#### [Exercise aim]
Every record below is to be reproduced exactly.

· · · · · · ·

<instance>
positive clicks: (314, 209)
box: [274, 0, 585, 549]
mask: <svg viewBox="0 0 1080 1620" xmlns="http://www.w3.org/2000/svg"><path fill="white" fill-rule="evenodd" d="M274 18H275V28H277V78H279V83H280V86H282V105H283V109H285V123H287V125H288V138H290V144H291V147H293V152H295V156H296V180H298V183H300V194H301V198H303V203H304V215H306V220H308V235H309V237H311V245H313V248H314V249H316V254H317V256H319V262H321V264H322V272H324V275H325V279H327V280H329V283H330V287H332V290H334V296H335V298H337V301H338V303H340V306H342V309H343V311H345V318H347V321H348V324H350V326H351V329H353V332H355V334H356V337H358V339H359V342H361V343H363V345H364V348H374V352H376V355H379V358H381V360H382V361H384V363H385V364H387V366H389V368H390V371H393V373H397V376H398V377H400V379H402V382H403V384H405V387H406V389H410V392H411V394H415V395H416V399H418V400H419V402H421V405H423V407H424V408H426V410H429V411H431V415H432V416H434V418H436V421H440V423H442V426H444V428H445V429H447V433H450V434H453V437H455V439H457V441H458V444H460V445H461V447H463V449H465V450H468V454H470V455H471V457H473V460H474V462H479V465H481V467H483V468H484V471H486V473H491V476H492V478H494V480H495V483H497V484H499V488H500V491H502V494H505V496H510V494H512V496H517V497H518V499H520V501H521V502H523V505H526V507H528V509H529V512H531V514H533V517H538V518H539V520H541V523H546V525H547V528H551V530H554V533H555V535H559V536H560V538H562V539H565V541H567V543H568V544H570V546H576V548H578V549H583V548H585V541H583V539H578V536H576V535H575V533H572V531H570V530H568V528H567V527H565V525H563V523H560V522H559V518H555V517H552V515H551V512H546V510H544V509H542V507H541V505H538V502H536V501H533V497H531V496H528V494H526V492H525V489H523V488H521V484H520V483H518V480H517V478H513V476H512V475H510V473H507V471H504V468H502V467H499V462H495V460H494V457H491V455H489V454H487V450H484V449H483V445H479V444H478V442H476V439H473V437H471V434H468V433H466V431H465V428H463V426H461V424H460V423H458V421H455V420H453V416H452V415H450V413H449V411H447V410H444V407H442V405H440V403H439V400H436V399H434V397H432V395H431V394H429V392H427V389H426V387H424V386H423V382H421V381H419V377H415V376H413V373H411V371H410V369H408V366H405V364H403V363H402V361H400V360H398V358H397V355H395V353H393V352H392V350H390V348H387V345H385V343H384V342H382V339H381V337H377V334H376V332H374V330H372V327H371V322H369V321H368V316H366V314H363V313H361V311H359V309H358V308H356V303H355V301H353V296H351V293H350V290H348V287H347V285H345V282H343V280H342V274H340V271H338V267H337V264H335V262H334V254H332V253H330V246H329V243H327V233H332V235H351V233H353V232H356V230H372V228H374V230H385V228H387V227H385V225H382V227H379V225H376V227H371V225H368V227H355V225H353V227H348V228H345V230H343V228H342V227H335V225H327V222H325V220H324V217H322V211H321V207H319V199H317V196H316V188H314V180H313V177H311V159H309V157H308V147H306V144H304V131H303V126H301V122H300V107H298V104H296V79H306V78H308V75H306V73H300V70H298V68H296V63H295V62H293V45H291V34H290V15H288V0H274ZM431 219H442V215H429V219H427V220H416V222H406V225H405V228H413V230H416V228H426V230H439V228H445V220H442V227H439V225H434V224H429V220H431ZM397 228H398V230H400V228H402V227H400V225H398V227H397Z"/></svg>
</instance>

· · · · · · ·

#### [Solution below]
<instance>
positive clicks: (314, 209)
box: [274, 0, 585, 549]
mask: <svg viewBox="0 0 1080 1620" xmlns="http://www.w3.org/2000/svg"><path fill="white" fill-rule="evenodd" d="M274 18H275V28H277V78H279V83H280V86H282V105H283V109H285V123H287V125H288V138H290V144H291V147H293V152H295V156H296V180H298V183H300V194H301V198H303V203H304V215H306V220H308V235H309V237H311V245H313V248H314V249H316V254H317V256H319V262H321V264H322V272H324V275H325V279H327V280H329V283H330V287H332V290H334V296H335V298H337V301H338V303H340V306H342V309H343V311H345V318H347V321H348V324H350V326H351V329H353V332H355V334H356V337H358V339H359V342H361V343H363V345H364V348H374V352H376V355H379V358H381V360H382V361H384V363H385V364H387V366H389V368H390V371H393V373H397V376H398V377H400V379H402V382H403V384H405V387H406V389H410V392H411V394H415V395H416V399H418V400H419V402H421V405H423V407H424V408H426V410H429V411H431V415H432V416H434V418H436V421H440V423H442V426H444V428H445V429H447V433H450V434H453V437H455V439H457V441H458V444H460V445H461V447H463V449H465V450H468V454H470V455H471V457H473V460H474V462H479V465H481V467H483V468H484V471H486V473H491V476H492V478H494V480H495V483H497V484H499V488H500V491H502V494H505V496H510V494H512V496H517V497H518V499H520V501H521V502H523V505H526V507H528V509H529V512H531V514H533V517H538V518H539V520H541V523H546V525H547V528H551V530H554V533H555V535H559V536H560V538H562V539H565V541H567V543H568V544H570V546H576V548H578V549H583V548H585V541H583V539H578V536H576V535H575V533H572V531H570V530H568V528H567V527H565V525H563V523H560V522H559V518H555V517H552V515H551V512H546V510H544V509H542V507H541V505H538V502H536V501H533V497H531V496H528V494H526V492H525V489H523V488H521V484H520V483H518V480H517V478H513V476H512V475H510V473H507V471H504V468H502V467H499V462H495V460H494V457H491V455H489V454H487V450H484V449H483V445H479V444H478V442H476V439H473V437H471V434H468V433H466V431H465V428H463V426H461V424H460V423H458V421H455V420H453V416H452V415H450V413H449V411H447V410H444V407H442V405H440V403H439V400H436V399H434V397H432V395H431V394H429V392H427V389H426V387H424V386H423V382H421V381H419V377H415V376H413V373H411V371H410V369H408V366H405V364H403V363H402V361H400V360H398V358H397V355H395V353H393V352H392V350H390V348H387V345H385V343H384V342H382V339H381V337H377V334H376V332H374V330H372V327H371V322H369V321H368V316H366V314H363V313H361V311H359V309H358V308H356V303H355V301H353V296H351V293H350V290H348V287H347V285H345V282H343V280H342V274H340V271H338V267H337V264H335V262H334V254H332V253H330V246H329V243H327V233H332V235H351V233H353V232H356V230H372V228H374V230H385V228H387V227H385V225H382V227H379V225H376V227H371V225H368V227H355V225H353V227H348V228H345V230H343V228H342V227H335V225H327V222H325V220H324V217H322V211H321V207H319V199H317V196H316V188H314V180H313V177H311V159H309V157H308V147H306V144H304V131H303V126H301V122H300V107H298V104H296V79H306V78H308V75H306V73H300V70H298V68H296V63H295V62H293V45H291V34H290V15H288V0H274ZM431 219H442V215H429V219H427V220H416V222H406V225H405V228H413V230H416V228H426V230H439V228H445V220H442V227H439V225H434V224H429V220H431ZM397 228H398V230H400V228H402V227H400V225H398V227H397Z"/></svg>
</instance>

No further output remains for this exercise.